What Are The Criteria to Be Considered in Workplace Surveillance?
What Are The Principles to be Followed During Workplace Surveillance?
The rules to be followed during surveillance at the workplace are mainly based on the Personal Data Protection Law (PDPL (or KVKK in Turkish)). In addition to KVKK, regulations related to employees’ personal data are found in Article 419 of the Turkish Code of Obligations (TCO (or TBK in Turkish)) and Article 75 of the Labor Law.
Paragraph 1 of Article 419 of the Turkish Code of Obligations;
“The employer can use personal data of the employee only to the extent that it is related to the employee’s suitability for the job or necessary for the performance of the employment contract.“
Provision and Article 75 of the Labor Law;
“The employer arranges a personal file for each employee he/she employs. The employer must keep all kinds of documents and records that he/she is obliged to arrange in this file under this Law and other laws and show them to the authorized officers and authorities when requested. The employer is obliged to use the information obtained about the employee according to the rules of honesty and law and not to disclose information in which the employee has a legitimate interest in keeping it confidential.“
When taken into consideration, the legislator has made a broad regulation here, speaking not of the processing of personal data but only of the use of this data. However, with the regulation brought by the Personal Data Protection Law, the regulation in the Turkish legislation regarding the processing of employee data in the workplace has been more firmly established.
The Personal Data Protection Law and the European Court of Human Rights (ECHR) decisions stand out as more comprehensive sources in determining the criteria to be considered in evaluating the legality of electronic surveillance to be made to the employee in the workplace than TBK Article 419 and Labor Law Article 75.
The ECHR has granted discretion to the state in the regulations made regarding the employer’s monitoring of the worker; however, it has underlined that this authority must be limited (ECHR Grand Chamber, Barbulescu v. Romania Case Decision (Application No: 61496-08), September 5, 2017, para. 120). In one of its latest decisions, it has determined the criteria to be evaluated in ensuring proportionality, which can prevent possible arbitrary practices by states. The text of the decision is as follows;
Criteria mentioned in paragraphs 121 and 122 of the Barbulescu v. Romania case decision;
- The employer’s measure must be notified in advance, and the form of monitoring must be clearly stated to comply with Article 8 of the European Convention on Human Rights (ECHR).
- In determining the scope of the employer’s monitoring and the degree of invasion of privacy, spatial and temporal limits, the number of people accessing the data, how much of the communication is monitored, and whether or not the content is also monitored, should be taken into account.

- [Tasks for this exercise]:
1. Answer these questions from the workplace surveillance text.
(a) Which article of the Labor Law contains regulations on employees' personal data?
(b) On what date was the Grand Chamber decision in Barbulescu v. Romania given?
(c) Which article of the European Convention on Human Rights must the form of monitoring comply with?
2. Translate this sentence from the workplace surveillance text into Spanish: "The employer can use personal data of the employee only to the extent that it is related to the employee’s suitability for the job or necessary for the performance of the employment contract."
3. Return the part of the workplace surveillance text that opens with the words containing "The Personal Data Protection Law and" and closes with "Law Article 75.".

[Image point annotation entries]

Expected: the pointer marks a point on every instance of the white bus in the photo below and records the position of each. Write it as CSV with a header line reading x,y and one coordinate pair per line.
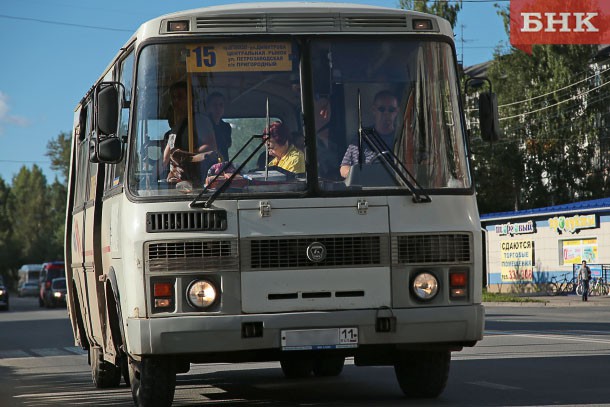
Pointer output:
x,y
301,263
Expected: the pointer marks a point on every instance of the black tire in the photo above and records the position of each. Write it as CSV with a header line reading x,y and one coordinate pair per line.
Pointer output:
x,y
423,374
105,374
325,367
153,382
296,368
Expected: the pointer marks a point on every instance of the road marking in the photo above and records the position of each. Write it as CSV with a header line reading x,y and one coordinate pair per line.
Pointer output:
x,y
11,354
49,352
495,386
557,337
76,350
41,352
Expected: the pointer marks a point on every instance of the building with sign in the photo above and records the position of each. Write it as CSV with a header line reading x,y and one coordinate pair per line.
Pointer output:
x,y
525,249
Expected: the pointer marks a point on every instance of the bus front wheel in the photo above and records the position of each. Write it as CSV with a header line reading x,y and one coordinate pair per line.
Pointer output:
x,y
152,381
423,374
105,374
296,368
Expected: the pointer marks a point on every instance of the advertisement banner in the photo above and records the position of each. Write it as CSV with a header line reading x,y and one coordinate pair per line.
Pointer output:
x,y
558,22
517,260
575,251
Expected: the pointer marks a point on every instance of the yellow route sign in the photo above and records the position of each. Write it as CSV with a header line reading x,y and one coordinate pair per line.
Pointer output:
x,y
240,57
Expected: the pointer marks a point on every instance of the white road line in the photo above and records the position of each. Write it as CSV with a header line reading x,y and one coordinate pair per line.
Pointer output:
x,y
495,386
12,354
76,350
552,337
49,352
41,352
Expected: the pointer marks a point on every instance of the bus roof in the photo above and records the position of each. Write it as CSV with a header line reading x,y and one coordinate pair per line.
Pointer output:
x,y
292,17
288,18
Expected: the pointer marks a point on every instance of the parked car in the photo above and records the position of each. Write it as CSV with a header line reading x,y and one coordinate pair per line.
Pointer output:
x,y
28,289
50,271
56,295
4,297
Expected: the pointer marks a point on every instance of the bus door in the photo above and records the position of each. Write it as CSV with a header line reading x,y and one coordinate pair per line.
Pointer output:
x,y
83,221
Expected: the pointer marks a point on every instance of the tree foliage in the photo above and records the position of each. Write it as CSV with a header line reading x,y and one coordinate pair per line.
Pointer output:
x,y
550,110
32,213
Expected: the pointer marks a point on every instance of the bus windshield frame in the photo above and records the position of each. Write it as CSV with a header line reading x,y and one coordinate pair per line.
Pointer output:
x,y
316,95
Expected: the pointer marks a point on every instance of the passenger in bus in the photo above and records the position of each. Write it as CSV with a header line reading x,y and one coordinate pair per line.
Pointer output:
x,y
286,155
326,148
215,105
185,165
385,110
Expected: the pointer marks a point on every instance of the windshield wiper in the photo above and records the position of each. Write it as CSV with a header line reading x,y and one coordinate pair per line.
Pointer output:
x,y
389,160
208,203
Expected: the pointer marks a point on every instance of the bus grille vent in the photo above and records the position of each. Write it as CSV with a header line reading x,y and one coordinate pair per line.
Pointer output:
x,y
201,255
303,23
449,248
232,24
343,251
365,23
186,221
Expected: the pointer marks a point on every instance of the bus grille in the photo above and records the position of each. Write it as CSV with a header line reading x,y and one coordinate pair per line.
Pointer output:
x,y
233,23
447,248
201,255
341,251
300,23
385,23
186,221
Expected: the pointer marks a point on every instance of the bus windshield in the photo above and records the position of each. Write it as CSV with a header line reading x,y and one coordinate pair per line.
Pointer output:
x,y
385,118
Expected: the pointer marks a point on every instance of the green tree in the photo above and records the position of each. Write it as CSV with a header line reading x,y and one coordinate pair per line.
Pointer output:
x,y
30,214
443,8
58,150
549,115
8,262
57,193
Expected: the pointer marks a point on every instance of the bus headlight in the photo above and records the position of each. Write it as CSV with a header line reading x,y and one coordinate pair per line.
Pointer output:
x,y
425,286
201,294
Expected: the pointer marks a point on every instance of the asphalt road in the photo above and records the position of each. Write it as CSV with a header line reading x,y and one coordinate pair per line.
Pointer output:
x,y
531,356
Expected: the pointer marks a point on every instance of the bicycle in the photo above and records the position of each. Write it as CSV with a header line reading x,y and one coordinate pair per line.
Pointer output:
x,y
597,286
558,287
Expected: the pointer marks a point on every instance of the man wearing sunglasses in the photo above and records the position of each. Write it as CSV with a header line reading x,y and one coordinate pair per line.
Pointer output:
x,y
385,110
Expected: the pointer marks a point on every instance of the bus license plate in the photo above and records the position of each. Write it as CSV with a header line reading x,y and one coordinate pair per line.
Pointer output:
x,y
316,339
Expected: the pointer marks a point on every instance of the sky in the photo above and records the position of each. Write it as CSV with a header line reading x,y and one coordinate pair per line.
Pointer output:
x,y
54,50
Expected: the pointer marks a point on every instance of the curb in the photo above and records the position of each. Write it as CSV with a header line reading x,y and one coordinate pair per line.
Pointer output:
x,y
558,301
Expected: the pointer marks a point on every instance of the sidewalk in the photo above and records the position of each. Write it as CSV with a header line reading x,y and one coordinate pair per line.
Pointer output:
x,y
555,301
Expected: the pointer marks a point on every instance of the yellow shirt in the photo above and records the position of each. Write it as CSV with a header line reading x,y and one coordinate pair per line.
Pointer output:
x,y
293,161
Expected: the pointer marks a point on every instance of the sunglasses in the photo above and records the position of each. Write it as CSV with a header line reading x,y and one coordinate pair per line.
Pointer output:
x,y
383,109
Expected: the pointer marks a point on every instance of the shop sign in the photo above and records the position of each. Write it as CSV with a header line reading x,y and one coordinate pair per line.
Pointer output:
x,y
517,260
572,224
515,228
575,251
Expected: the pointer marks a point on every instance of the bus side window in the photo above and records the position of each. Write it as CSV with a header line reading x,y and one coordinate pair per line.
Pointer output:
x,y
82,155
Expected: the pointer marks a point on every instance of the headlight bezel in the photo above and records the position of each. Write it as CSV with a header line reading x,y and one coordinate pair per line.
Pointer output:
x,y
425,285
211,288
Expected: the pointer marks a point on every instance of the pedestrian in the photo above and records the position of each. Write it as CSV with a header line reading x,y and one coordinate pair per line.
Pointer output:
x,y
584,275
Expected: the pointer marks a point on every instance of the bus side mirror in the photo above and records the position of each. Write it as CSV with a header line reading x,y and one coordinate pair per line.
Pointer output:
x,y
106,145
488,116
107,109
488,109
110,150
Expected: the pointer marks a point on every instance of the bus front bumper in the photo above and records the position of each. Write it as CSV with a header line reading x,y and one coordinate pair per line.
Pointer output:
x,y
197,334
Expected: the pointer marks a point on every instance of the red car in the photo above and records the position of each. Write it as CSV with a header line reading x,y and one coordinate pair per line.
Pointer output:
x,y
49,272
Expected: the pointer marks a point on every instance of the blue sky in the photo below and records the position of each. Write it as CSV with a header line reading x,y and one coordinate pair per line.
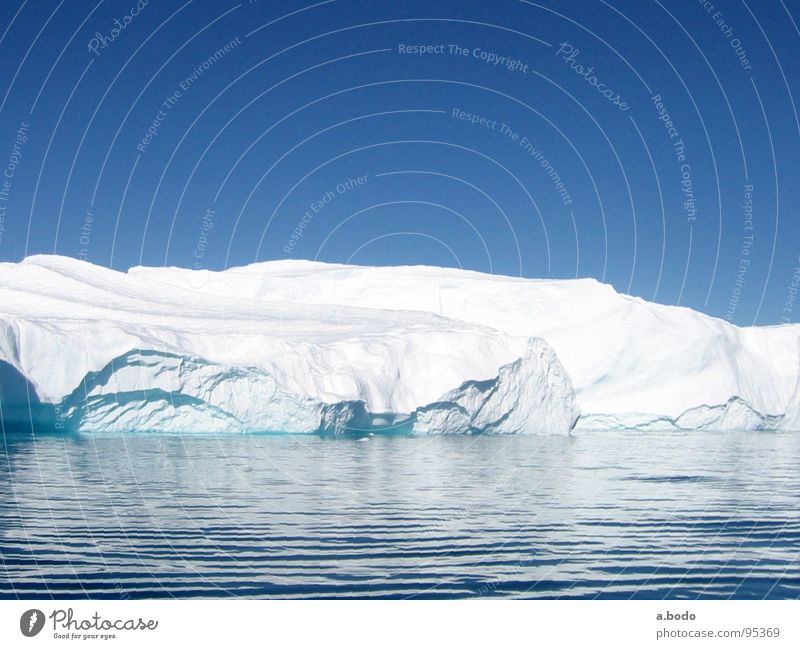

- [Responses in order]:
1.
(a) Article 75
(b) September 5, 2017
(c) Article 8

2. El empleador puede utilizar los datos personales del empleado solo en la medida en que estén relacionados con la idoneidad del empleado para el puesto o sean necesarios para la ejecución del contrato de trabajo.

3.
The Personal Data Protection Law and the European Court of Human Rights (ECHR) decisions stand out as more comprehensive sources in determining the criteria to be considered in evaluating the legality of electronic surveillance to be made to the employee in the workplace than TBK Article 419 and Labor Law Article 75.